====== DATA FOR PROCESSING ======

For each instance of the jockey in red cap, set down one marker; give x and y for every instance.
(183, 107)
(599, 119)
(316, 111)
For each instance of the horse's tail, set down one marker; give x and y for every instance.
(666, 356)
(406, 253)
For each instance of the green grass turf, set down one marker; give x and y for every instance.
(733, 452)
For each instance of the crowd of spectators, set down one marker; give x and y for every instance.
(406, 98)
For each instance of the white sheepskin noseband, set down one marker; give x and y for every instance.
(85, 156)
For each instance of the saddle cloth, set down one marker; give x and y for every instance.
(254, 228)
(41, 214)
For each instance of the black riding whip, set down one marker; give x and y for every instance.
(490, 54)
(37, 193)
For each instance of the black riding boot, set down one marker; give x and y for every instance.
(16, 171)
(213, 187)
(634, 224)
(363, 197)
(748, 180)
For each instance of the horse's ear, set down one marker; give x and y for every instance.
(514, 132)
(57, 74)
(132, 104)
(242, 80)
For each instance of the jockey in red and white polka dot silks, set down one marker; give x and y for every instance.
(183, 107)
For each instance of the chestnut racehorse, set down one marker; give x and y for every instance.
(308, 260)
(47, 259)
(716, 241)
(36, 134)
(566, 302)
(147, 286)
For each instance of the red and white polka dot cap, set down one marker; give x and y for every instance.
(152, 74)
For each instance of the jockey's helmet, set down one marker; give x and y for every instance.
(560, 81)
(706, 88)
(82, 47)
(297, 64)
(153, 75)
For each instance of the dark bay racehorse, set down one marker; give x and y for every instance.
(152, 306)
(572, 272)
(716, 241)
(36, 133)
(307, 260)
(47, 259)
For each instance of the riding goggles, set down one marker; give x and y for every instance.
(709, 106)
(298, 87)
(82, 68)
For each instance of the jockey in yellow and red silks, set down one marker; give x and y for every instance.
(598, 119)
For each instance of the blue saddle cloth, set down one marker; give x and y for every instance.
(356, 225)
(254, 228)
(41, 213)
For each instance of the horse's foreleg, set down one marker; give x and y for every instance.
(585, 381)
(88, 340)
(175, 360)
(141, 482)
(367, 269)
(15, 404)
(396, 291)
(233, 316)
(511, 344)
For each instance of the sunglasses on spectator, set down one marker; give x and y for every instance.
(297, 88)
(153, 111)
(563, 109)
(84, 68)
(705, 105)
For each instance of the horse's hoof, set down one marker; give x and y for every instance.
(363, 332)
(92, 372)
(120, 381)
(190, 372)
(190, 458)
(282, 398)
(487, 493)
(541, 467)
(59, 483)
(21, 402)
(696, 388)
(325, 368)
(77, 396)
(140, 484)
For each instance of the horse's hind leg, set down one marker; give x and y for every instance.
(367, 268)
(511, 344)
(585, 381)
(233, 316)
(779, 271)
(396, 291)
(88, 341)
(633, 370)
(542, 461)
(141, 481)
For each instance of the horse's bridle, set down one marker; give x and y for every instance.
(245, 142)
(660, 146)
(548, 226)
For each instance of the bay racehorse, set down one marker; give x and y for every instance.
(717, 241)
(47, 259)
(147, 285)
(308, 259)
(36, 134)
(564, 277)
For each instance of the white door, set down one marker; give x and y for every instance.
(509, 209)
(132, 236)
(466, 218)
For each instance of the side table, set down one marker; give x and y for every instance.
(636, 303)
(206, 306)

======

▸ **DIRECTIVE**
Please recast all of the data above as a numbered list, leaving out any blank lines.

▸ **EXERCISE OUTPUT**
1. For each instance of the jockey in red cap, set down one marker; give x and y for every instance.
2. (183, 107)
3. (599, 119)
4. (316, 111)
5. For each instance of the horse's tail, set down one marker; give x and y for every instance.
6. (666, 356)
7. (406, 253)
8. For each instance of the green grass turf, set down one marker; give x and y for every instance.
9. (733, 452)
10. For each instance of the crowd of spectators, set down one marker; give x and y for every instance.
11. (406, 98)
12. For each instance of the white sheepskin noseband, set down one marker; give x and y for every instance.
13. (85, 156)
14. For each instance of the saddle cloth, set down one marker; give x and y for every instance.
15. (254, 228)
16. (41, 214)
17. For each instance of the black riding whip, set down one marker; give x and y for every instance.
18. (490, 54)
19. (37, 193)
20. For each instance of the black riding boot, set down one marker; give x and y for every instance.
21. (16, 171)
22. (213, 187)
23. (634, 224)
24. (363, 197)
25. (748, 180)
26. For each instance of the horse's ear, set down one marker; give x and y for every instance.
27. (514, 132)
28. (57, 74)
29. (132, 104)
30. (242, 80)
31. For each instance of the jockey in red and white polka dot silks, set down one marker; give x and y for every instance.
32. (183, 107)
33. For each instance of the chestnut racehorse, set down one marker; give x and y for every instance.
34. (308, 260)
35. (47, 259)
36. (716, 241)
37. (36, 134)
38. (566, 302)
39. (147, 286)
40. For each instance of the red and white polka dot cap, set down one marker; give x and y for every instance.
41. (152, 74)
42. For each instance of the jockey's helmet, set down one marker; give x and y for every instance.
43. (560, 81)
44. (706, 88)
45. (82, 47)
46. (297, 64)
47. (153, 75)
48. For each instance of the dark bay racehorse, set down one marker; give x and y for every instance.
49. (152, 306)
50. (572, 272)
51. (716, 241)
52. (36, 133)
53. (307, 260)
54. (47, 259)
55. For each instance of the riding goggles, set down one marker; give x and y for every instance.
56. (709, 106)
57. (298, 87)
58. (82, 68)
59. For each instance of the jockey in yellow and red silks, set down one marker; give x and y for every instance.
60. (598, 119)
61. For each instance of the blue saddle cloth, set down one marker; give x and y for every instance.
62. (356, 225)
63. (254, 228)
64. (41, 213)
65. For each instance of the horse's foreleg, set down one marker; give x and y for every instance.
66. (585, 381)
67. (88, 340)
68. (175, 360)
69. (141, 482)
70. (367, 269)
71. (15, 404)
72. (396, 291)
73. (233, 316)
74. (511, 344)
75. For each instance of the sunglasses on spectator, set down one marker; give x and y for every instance.
76. (297, 88)
77. (153, 111)
78. (563, 109)
79. (84, 68)
80. (705, 105)
81. For each instance of the horse's hoof, set down one marker; give x and y for every instance.
82. (363, 332)
83. (92, 372)
84. (120, 381)
85. (190, 372)
86. (190, 458)
87. (282, 398)
88. (487, 493)
89. (541, 467)
90. (59, 483)
91. (21, 402)
92. (696, 388)
93. (325, 368)
94. (77, 396)
95. (140, 484)
96. For each instance of the horse's hind leg, set down one marker; give x and y for every instance.
97. (367, 268)
98. (511, 344)
99. (585, 381)
100. (233, 316)
101. (779, 271)
102. (396, 291)
103. (88, 341)
104. (633, 370)
105. (542, 461)
106. (141, 481)
107. For each instance of the horse's bridle, set down one marker; give x and y for every instance.
108. (245, 142)
109. (660, 146)
110. (548, 226)
111. For each instance of the bay racehorse, set down one marker; give x and y for every instance.
112. (717, 241)
113. (47, 259)
114. (147, 285)
115. (308, 259)
116. (36, 134)
117. (564, 277)
118. For each instance of the white door, set down one marker; give x and y for every instance.
119. (509, 209)
120. (132, 236)
121. (466, 218)
122. For each instance of the side table, set down one marker; give x and y for every instance.
123. (636, 303)
124. (206, 306)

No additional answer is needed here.